I, on the other hand, with my hopeless sense of direction, generally stay on a trail and bushwhack out around my campsite. That’s what I did a few years ago, with my friend Tom Murphy. We’d been hired to write up these trips for National Geographic Adventure magazine. Here is a chronicle of three of those trips, updated, revised, and greatly expanded.
Into the Thorofare
A LOT OF STRANGE AND WONDROUS THINGS ARE happening in the largely unknown backcountry of Yellowstone. The park is big—bigger, in fact, than some states: about 2.22 million acres, with 97 trailheads and at least a thousand miles of trail, as well as great expanses of land that aren’t served by any trails at all. A man might spend a lifetime walking the backcountry and never know it all. This means there is always something to discover. But discovering something is one thing; beating one’s chest about it is quite another.
For example:
In The Guide to Yellowstone Waterfalls and Their Discovery, by Paul Rubinstein, Lee Whittlesey, and Mike Stevens, published in 2000, the authors report that they “discovered” 240 unknown, unmapped, or unphotographed waterfalls. No kidding? In this day and age, new discoveries! Well, not precisely. A foreword, by Dr. Judith Myer, puts the matter in perspective: “The title of ‘discoverer’ is not necessarily bestowed on someone who sees something for the first time. A discoverer discloses information to others,” in the manner, for instance, that Christopher Columbus discovered America.

◆ Material provided:
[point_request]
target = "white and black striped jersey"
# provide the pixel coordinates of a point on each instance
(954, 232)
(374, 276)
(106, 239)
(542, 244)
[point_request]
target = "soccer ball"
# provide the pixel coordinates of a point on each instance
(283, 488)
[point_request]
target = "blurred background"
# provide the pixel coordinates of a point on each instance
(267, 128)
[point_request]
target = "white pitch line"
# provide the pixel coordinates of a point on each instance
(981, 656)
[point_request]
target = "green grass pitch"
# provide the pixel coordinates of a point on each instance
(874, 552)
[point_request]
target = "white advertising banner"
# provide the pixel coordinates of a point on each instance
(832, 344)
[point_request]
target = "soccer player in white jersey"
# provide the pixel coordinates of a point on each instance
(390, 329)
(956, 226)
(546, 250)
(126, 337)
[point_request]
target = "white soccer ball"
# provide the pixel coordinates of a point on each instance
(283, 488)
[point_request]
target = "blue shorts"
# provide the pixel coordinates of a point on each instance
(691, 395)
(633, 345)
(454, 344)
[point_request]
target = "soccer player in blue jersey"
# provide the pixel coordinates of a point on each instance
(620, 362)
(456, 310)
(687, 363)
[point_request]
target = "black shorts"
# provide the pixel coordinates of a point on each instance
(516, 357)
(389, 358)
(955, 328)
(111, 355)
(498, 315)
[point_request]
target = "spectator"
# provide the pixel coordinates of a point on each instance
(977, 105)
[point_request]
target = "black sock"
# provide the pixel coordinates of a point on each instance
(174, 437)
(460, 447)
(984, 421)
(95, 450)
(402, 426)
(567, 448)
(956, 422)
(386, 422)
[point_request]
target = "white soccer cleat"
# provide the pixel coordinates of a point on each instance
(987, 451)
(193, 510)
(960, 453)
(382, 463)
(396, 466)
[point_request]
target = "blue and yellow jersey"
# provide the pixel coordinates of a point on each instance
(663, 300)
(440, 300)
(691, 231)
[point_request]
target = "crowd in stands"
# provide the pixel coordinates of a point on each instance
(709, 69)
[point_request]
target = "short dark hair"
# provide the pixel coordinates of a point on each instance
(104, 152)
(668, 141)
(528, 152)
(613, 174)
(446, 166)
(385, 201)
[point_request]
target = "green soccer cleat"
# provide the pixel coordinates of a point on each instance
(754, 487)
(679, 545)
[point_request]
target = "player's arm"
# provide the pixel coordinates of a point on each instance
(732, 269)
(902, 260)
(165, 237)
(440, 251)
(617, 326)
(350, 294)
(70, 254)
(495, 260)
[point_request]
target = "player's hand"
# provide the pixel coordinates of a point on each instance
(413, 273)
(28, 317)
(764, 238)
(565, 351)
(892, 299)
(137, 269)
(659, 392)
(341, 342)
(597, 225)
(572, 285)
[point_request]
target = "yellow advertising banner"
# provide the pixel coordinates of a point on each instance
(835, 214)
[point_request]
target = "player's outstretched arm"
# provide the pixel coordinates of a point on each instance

◆ Objective 1: From the Yellowstone passage, echo the section that opens with the words containing "I, on the other" and closes with "and greatly expanded.".
◆ Objective 2: According to the Yellowstone passage, how many acres does the park cover?

◆ Task answer 1:
I, on the other hand, with my hopeless sense of direction, generally stay on a trail and bushwhack out around my campsite. That’s what I did a few years ago, with my friend Tom Murphy. We’d been hired to write up these trips for National Geographic Adventure magazine. Here is a chronicle of three of those trips, updated, revised, and greatly expanded.

◆ Task answer 2: About 2.22 million acres.